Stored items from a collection
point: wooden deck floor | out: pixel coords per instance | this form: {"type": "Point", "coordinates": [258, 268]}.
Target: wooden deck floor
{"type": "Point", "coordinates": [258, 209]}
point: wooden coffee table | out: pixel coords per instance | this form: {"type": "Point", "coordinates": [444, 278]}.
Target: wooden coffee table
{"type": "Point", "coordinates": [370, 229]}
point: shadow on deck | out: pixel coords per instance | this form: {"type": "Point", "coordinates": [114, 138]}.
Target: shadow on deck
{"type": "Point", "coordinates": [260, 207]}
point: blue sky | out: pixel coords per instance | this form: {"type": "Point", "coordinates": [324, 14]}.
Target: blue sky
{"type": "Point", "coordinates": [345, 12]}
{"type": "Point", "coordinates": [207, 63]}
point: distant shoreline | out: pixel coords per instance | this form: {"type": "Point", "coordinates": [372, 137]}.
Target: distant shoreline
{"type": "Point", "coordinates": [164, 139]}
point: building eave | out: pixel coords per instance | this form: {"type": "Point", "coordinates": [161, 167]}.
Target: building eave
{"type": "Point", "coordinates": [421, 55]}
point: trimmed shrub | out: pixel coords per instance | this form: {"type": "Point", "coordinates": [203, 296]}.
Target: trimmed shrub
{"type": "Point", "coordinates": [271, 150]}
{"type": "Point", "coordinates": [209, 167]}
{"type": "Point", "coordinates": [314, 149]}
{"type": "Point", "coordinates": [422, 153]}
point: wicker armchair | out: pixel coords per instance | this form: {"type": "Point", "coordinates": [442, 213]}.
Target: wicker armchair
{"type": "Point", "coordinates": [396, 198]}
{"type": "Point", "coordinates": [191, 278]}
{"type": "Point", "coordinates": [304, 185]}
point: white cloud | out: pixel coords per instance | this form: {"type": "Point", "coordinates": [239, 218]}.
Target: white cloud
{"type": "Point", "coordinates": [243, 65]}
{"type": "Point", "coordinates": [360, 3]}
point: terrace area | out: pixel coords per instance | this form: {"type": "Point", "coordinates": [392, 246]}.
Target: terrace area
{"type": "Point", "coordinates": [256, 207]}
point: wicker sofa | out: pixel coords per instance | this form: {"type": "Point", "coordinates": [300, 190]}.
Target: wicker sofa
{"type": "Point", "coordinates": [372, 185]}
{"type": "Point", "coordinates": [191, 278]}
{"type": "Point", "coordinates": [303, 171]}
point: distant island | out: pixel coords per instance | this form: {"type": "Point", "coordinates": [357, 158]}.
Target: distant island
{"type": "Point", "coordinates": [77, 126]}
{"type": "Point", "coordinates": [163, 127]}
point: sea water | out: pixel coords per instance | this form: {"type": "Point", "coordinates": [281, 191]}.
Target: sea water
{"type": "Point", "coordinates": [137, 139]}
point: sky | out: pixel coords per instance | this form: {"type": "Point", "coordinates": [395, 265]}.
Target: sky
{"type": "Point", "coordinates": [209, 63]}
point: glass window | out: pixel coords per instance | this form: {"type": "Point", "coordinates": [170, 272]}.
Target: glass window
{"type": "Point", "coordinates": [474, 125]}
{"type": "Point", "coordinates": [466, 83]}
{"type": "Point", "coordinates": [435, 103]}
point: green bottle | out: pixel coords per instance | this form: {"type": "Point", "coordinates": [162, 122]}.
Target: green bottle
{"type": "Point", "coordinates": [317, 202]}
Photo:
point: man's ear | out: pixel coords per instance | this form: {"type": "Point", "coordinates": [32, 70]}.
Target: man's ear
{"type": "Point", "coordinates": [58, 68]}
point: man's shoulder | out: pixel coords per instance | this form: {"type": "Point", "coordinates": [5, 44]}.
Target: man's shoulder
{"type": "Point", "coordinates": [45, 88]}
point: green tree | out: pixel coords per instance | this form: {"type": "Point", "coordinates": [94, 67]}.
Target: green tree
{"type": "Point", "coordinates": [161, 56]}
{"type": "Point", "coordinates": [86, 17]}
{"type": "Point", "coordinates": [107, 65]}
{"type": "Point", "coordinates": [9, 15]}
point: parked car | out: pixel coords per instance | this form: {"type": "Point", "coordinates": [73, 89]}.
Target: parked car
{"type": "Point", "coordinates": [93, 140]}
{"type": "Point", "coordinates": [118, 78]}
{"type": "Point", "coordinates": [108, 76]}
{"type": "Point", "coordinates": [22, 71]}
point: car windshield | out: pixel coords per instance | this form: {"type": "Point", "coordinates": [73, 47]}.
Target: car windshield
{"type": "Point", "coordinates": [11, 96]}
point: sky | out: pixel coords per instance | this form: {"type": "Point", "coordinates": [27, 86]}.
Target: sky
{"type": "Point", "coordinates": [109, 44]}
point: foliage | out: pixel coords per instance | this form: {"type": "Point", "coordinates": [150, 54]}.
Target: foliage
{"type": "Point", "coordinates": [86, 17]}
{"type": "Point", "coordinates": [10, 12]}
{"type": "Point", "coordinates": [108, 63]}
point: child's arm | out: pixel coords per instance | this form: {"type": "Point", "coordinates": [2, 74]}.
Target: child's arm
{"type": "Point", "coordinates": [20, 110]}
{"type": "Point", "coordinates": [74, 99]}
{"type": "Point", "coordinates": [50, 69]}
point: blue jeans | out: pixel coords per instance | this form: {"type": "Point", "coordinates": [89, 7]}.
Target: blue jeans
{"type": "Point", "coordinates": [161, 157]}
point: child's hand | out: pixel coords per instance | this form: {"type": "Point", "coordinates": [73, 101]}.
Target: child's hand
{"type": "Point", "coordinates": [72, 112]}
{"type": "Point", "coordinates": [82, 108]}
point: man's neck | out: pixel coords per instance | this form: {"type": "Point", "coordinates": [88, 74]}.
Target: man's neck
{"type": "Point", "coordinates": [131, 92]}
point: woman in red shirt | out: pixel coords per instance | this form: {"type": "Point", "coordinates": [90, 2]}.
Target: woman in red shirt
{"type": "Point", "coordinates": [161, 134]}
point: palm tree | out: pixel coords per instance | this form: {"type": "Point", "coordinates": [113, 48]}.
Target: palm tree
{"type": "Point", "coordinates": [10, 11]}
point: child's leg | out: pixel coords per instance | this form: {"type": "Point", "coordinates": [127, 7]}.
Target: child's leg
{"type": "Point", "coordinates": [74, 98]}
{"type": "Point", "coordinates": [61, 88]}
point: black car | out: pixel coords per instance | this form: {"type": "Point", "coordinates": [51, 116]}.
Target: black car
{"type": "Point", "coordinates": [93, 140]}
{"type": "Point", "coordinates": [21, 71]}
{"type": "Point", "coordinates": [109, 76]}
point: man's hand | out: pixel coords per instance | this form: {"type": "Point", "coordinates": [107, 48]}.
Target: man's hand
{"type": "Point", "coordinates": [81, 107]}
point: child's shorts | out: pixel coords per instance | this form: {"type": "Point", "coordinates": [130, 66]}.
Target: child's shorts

- [Required work] Output the complete data exactly as written.

- [Reply]
point: wooden deck floor | out: pixel coords per instance | this form: {"type": "Point", "coordinates": [258, 268]}.
Target: wooden deck floor
{"type": "Point", "coordinates": [258, 209]}
point: wooden coffee table | out: pixel coords per instance | this form: {"type": "Point", "coordinates": [444, 278]}.
Target: wooden coffee table
{"type": "Point", "coordinates": [370, 229]}
point: shadow on deck | out: pixel coords per instance | this form: {"type": "Point", "coordinates": [114, 138]}.
Target: shadow on deck
{"type": "Point", "coordinates": [260, 207]}
point: blue sky | out: pixel coords per instance | this form: {"type": "Point", "coordinates": [324, 14]}.
Target: blue sky
{"type": "Point", "coordinates": [345, 12]}
{"type": "Point", "coordinates": [207, 63]}
point: distant shoreline | out: pixel coords per instance | this form: {"type": "Point", "coordinates": [372, 137]}.
Target: distant shoreline
{"type": "Point", "coordinates": [164, 139]}
point: building eave | out: pixel coords per instance | this form: {"type": "Point", "coordinates": [161, 167]}.
Target: building eave
{"type": "Point", "coordinates": [421, 55]}
point: trimmed shrub | out: pixel coords per instance | this form: {"type": "Point", "coordinates": [203, 296]}.
Target: trimmed shrub
{"type": "Point", "coordinates": [271, 150]}
{"type": "Point", "coordinates": [209, 167]}
{"type": "Point", "coordinates": [314, 149]}
{"type": "Point", "coordinates": [422, 153]}
point: wicker armchair | out: pixel coords per instance | this form: {"type": "Point", "coordinates": [442, 213]}.
Target: wicker armchair
{"type": "Point", "coordinates": [396, 198]}
{"type": "Point", "coordinates": [191, 278]}
{"type": "Point", "coordinates": [304, 185]}
point: white cloud | out: pixel coords per instance | this form: {"type": "Point", "coordinates": [239, 218]}.
Target: white cloud
{"type": "Point", "coordinates": [243, 65]}
{"type": "Point", "coordinates": [360, 3]}
point: terrace area | out: pixel coords per instance | this form: {"type": "Point", "coordinates": [392, 246]}.
Target: terrace area
{"type": "Point", "coordinates": [256, 207]}
point: wicker sofa | out: pixel coords per instance | this form: {"type": "Point", "coordinates": [300, 190]}.
Target: wicker sofa
{"type": "Point", "coordinates": [372, 185]}
{"type": "Point", "coordinates": [191, 278]}
{"type": "Point", "coordinates": [303, 171]}
point: distant island | out: pixel coords per instance | this form: {"type": "Point", "coordinates": [357, 158]}.
Target: distant island
{"type": "Point", "coordinates": [77, 126]}
{"type": "Point", "coordinates": [163, 127]}
point: sea water | out: pixel coords per instance | this form: {"type": "Point", "coordinates": [281, 191]}.
Target: sea water
{"type": "Point", "coordinates": [137, 139]}
point: sky | out: pixel coords per instance | this form: {"type": "Point", "coordinates": [395, 265]}.
Target: sky
{"type": "Point", "coordinates": [209, 63]}
point: glass window | out: pixel coords per instance | this form: {"type": "Point", "coordinates": [170, 272]}.
Target: glass window
{"type": "Point", "coordinates": [474, 125]}
{"type": "Point", "coordinates": [466, 83]}
{"type": "Point", "coordinates": [435, 103]}
point: green bottle | out: pixel coords per instance | this form: {"type": "Point", "coordinates": [162, 122]}.
Target: green bottle
{"type": "Point", "coordinates": [317, 202]}
Photo:
point: man's ear | out: pixel coords per instance | this form: {"type": "Point", "coordinates": [32, 70]}.
Target: man's ear
{"type": "Point", "coordinates": [58, 68]}
point: man's shoulder | out: pixel coords per instance | this form: {"type": "Point", "coordinates": [5, 44]}.
Target: man's shoulder
{"type": "Point", "coordinates": [45, 88]}
point: green tree | out: pixel coords per instance | this form: {"type": "Point", "coordinates": [94, 67]}.
Target: green tree
{"type": "Point", "coordinates": [161, 56]}
{"type": "Point", "coordinates": [86, 17]}
{"type": "Point", "coordinates": [107, 65]}
{"type": "Point", "coordinates": [9, 15]}
point: parked car | out: pixel coords per instance | this form: {"type": "Point", "coordinates": [73, 89]}.
Target: parked car
{"type": "Point", "coordinates": [93, 140]}
{"type": "Point", "coordinates": [118, 78]}
{"type": "Point", "coordinates": [108, 76]}
{"type": "Point", "coordinates": [22, 71]}
point: car windshield | out: pixel coords per instance | this form: {"type": "Point", "coordinates": [73, 47]}.
Target: car windshield
{"type": "Point", "coordinates": [11, 96]}
point: sky | out: pixel coords per instance | this form: {"type": "Point", "coordinates": [27, 86]}.
Target: sky
{"type": "Point", "coordinates": [109, 44]}
point: foliage | out: pixel coords per instance | this form: {"type": "Point", "coordinates": [150, 54]}.
Target: foliage
{"type": "Point", "coordinates": [86, 17]}
{"type": "Point", "coordinates": [10, 12]}
{"type": "Point", "coordinates": [108, 63]}
point: child's arm | out: pixel coords per instance | this form: {"type": "Point", "coordinates": [2, 74]}.
Target: child's arm
{"type": "Point", "coordinates": [20, 110]}
{"type": "Point", "coordinates": [74, 99]}
{"type": "Point", "coordinates": [50, 69]}
point: blue jeans | out: pixel coords per instance | this form: {"type": "Point", "coordinates": [89, 7]}.
Target: blue jeans
{"type": "Point", "coordinates": [161, 157]}
point: child's hand | out: pixel coords per instance | this form: {"type": "Point", "coordinates": [73, 101]}.
Target: child's hand
{"type": "Point", "coordinates": [72, 112]}
{"type": "Point", "coordinates": [82, 108]}
point: man's neck | out: pixel coords per instance | this form: {"type": "Point", "coordinates": [88, 74]}.
Target: man's neck
{"type": "Point", "coordinates": [131, 92]}
point: woman in red shirt | out: pixel coords per instance | this form: {"type": "Point", "coordinates": [90, 2]}.
Target: woman in red shirt
{"type": "Point", "coordinates": [161, 134]}
point: palm tree | out: pixel coords per instance | this form: {"type": "Point", "coordinates": [113, 48]}.
Target: palm tree
{"type": "Point", "coordinates": [10, 11]}
point: child's leg | out: pixel coords per instance | this form: {"type": "Point", "coordinates": [127, 7]}.
Target: child's leg
{"type": "Point", "coordinates": [74, 98]}
{"type": "Point", "coordinates": [61, 88]}
point: black car | out: pixel coords per instance | this form: {"type": "Point", "coordinates": [51, 116]}.
Target: black car
{"type": "Point", "coordinates": [93, 140]}
{"type": "Point", "coordinates": [21, 71]}
{"type": "Point", "coordinates": [109, 76]}
point: man's hand | out: pixel coords per instance | this form: {"type": "Point", "coordinates": [107, 48]}.
Target: man's hand
{"type": "Point", "coordinates": [81, 107]}
point: child's shorts | out: pixel coords per instance | this form: {"type": "Point", "coordinates": [130, 66]}.
Target: child's shorts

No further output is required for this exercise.